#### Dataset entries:
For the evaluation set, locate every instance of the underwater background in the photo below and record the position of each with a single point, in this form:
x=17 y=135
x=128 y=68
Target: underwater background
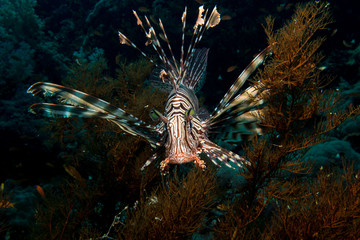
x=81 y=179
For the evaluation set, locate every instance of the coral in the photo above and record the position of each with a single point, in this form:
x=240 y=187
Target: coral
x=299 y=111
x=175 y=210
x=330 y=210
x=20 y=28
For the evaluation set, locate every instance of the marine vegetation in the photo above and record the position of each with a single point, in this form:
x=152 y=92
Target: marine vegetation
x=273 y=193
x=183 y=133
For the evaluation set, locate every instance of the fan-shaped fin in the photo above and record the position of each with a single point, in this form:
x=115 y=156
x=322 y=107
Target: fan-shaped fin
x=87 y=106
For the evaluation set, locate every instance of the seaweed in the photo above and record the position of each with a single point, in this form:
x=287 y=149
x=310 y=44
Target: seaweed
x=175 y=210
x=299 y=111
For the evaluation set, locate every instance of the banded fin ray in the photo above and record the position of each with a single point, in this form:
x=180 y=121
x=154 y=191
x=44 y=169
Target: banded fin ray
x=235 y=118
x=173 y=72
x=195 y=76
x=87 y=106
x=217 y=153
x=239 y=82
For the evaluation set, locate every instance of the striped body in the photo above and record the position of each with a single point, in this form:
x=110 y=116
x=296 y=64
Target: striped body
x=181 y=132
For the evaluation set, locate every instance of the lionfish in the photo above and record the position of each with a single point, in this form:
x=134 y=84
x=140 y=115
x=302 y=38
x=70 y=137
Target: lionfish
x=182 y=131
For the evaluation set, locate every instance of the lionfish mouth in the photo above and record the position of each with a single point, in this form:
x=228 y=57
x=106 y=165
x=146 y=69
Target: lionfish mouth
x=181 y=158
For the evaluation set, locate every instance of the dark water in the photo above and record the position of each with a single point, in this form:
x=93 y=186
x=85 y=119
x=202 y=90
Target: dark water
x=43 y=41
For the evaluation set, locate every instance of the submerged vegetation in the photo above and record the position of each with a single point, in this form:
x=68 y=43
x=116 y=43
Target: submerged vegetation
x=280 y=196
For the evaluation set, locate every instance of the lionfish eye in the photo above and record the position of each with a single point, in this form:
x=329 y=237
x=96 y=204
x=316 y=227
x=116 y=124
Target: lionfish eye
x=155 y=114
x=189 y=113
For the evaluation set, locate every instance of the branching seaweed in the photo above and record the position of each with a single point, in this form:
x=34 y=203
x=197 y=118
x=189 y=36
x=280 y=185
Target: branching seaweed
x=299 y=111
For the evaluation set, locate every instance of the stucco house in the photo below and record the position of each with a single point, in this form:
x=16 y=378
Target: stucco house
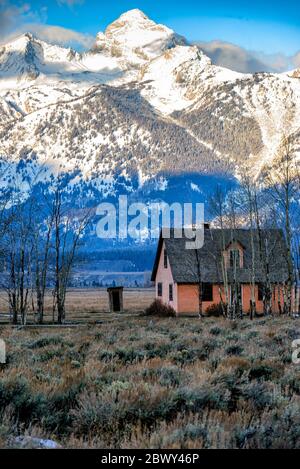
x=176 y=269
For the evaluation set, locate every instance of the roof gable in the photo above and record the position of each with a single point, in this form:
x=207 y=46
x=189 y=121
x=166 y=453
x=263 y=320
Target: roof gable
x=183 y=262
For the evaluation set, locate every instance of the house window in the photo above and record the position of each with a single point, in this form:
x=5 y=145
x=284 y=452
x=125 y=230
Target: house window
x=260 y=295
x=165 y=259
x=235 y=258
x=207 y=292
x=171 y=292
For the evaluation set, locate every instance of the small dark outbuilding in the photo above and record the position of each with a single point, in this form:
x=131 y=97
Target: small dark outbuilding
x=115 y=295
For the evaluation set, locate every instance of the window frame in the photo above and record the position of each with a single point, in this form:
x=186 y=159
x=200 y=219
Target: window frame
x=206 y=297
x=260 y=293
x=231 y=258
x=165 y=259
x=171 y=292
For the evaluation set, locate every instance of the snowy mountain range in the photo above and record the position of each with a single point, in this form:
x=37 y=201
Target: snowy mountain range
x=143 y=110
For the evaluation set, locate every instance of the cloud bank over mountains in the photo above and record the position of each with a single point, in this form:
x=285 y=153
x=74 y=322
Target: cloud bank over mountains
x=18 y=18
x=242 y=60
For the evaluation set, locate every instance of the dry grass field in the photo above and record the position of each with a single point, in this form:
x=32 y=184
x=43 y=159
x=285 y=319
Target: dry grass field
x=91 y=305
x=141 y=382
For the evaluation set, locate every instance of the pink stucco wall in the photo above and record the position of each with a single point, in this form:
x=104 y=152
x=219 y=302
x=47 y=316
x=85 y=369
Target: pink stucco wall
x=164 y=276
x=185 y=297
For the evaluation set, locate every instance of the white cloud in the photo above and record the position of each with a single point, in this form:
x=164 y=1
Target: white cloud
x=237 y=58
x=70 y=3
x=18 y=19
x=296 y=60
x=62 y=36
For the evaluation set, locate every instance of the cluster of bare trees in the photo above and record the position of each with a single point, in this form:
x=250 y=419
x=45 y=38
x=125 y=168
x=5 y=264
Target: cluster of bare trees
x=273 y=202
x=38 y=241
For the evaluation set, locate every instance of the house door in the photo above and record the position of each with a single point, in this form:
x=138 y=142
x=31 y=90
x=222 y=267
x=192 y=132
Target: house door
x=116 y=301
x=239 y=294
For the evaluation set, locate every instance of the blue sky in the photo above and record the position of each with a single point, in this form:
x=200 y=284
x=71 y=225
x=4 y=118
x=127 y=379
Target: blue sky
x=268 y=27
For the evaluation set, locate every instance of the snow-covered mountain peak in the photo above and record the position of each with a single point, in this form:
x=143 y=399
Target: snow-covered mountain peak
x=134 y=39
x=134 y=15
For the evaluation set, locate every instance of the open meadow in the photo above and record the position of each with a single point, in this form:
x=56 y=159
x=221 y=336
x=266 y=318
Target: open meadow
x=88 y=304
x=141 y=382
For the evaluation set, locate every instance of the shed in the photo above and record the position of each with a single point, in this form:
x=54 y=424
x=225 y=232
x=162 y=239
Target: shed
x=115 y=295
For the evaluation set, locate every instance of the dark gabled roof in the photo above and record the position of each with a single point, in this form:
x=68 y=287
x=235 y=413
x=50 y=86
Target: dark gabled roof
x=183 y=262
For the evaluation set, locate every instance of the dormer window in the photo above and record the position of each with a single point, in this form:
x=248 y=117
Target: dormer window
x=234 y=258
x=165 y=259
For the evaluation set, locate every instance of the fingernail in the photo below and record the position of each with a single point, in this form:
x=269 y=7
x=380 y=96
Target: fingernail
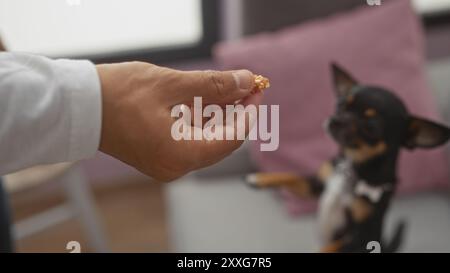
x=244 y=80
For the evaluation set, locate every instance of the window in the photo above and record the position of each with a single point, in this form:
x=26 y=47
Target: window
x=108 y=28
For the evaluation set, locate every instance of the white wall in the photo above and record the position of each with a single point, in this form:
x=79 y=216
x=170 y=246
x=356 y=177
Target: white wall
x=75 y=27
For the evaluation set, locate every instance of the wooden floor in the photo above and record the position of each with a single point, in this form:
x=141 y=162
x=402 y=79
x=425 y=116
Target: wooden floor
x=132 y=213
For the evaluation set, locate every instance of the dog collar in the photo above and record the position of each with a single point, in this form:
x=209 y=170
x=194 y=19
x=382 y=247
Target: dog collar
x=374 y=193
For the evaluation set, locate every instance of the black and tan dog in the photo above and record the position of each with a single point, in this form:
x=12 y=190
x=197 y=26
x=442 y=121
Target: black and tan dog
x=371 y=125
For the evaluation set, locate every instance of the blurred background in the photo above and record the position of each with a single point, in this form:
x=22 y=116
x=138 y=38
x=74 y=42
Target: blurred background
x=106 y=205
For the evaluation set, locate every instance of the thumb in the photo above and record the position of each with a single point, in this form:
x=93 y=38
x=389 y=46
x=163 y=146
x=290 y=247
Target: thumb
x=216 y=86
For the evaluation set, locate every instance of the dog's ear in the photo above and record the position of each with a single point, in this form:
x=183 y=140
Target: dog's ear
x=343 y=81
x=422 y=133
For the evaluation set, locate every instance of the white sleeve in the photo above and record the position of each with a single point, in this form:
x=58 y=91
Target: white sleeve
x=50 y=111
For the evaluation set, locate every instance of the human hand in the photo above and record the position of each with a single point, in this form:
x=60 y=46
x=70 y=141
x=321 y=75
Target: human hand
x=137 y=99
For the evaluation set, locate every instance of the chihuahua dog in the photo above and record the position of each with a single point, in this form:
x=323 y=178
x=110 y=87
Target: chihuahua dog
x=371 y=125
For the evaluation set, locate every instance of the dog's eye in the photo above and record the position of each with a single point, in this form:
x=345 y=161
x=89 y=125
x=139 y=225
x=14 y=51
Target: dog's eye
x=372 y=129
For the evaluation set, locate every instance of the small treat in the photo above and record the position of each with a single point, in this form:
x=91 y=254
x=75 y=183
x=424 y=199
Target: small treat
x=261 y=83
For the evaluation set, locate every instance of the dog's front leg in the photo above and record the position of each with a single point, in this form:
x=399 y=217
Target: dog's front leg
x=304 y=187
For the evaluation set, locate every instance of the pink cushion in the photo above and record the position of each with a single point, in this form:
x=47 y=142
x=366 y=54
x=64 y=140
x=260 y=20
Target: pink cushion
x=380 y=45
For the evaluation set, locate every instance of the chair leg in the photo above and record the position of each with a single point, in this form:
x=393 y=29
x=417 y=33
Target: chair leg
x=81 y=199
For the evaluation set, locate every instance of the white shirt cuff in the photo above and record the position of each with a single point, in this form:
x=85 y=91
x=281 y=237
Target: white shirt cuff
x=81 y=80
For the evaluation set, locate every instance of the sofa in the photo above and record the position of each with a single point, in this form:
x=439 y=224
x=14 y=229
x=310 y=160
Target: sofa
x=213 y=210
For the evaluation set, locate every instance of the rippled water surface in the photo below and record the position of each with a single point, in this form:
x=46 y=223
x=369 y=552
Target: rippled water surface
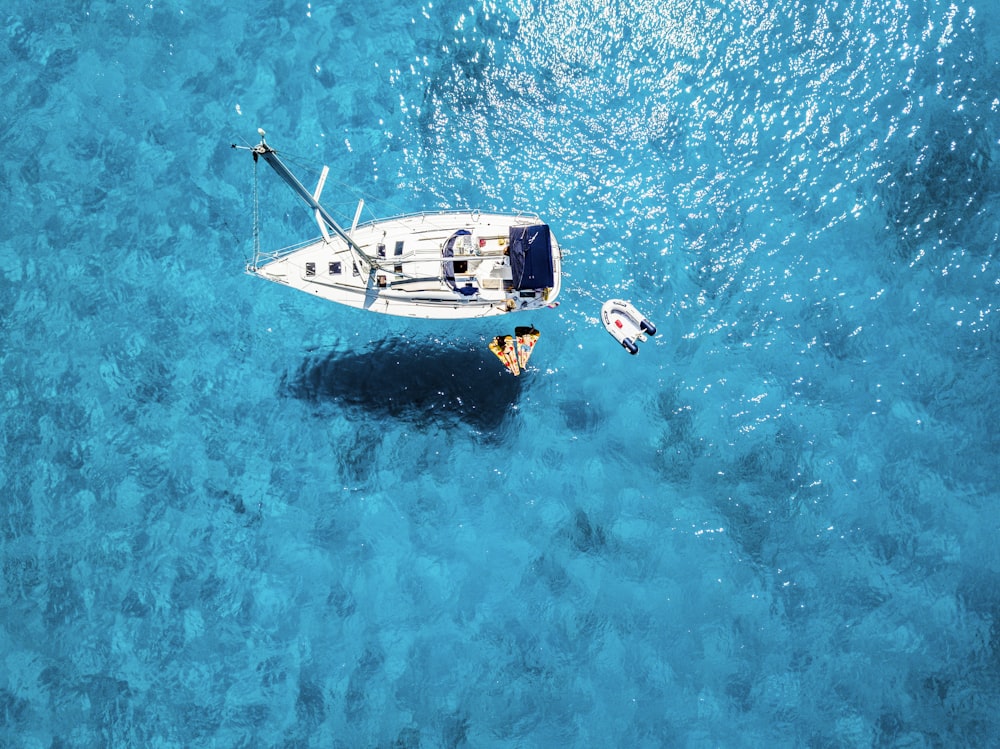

#### STATED TASK:
Please rewrite the lines of the items above as a Markdown table with the columns "Row" and "Line." Start with the line containing "For the evaluation set, locate every instance of the snowy" and go on through the line containing "x=185 y=297", including both, with one line per row and no blank lines.

#### SOLVED EXERCISE:
| Row | Line |
|---|---|
| 1 | For the evaluation set, locate every instance of the snowy mountain range in the photo above and record the position of each with a single point, in this form: |
| 2 | x=37 y=201 |
| 3 | Target: snowy mountain range |
| 4 | x=143 y=110 |
| 5 | For the evaluation set, locate every instance of the cloud bank over mountains in the photo above and record the position of each with a single point, in this form: |
| 6 | x=285 y=153 |
| 7 | x=74 y=322 |
| 8 | Target: cloud bank over mountains |
| 9 | x=18 y=18 |
| 10 | x=242 y=60 |
| 11 | For the evaluation set, locate every instance of the dry grass field in the photo above and record the position of each with a single point, in this form: |
| 12 | x=32 y=184 |
| 13 | x=43 y=159 |
| 14 | x=285 y=319 |
| 15 | Target: dry grass field |
| 16 | x=91 y=305 |
| 17 | x=141 y=382 |
| 18 | For the evaluation set, locate every instance of the pink stucco wall in the photo above and record the position of each with a single point, in this form: |
| 19 | x=104 y=152 |
| 20 | x=219 y=302 |
| 21 | x=47 y=316 |
| 22 | x=85 y=369 |
| 23 | Target: pink stucco wall |
| 24 | x=164 y=276 |
| 25 | x=185 y=297 |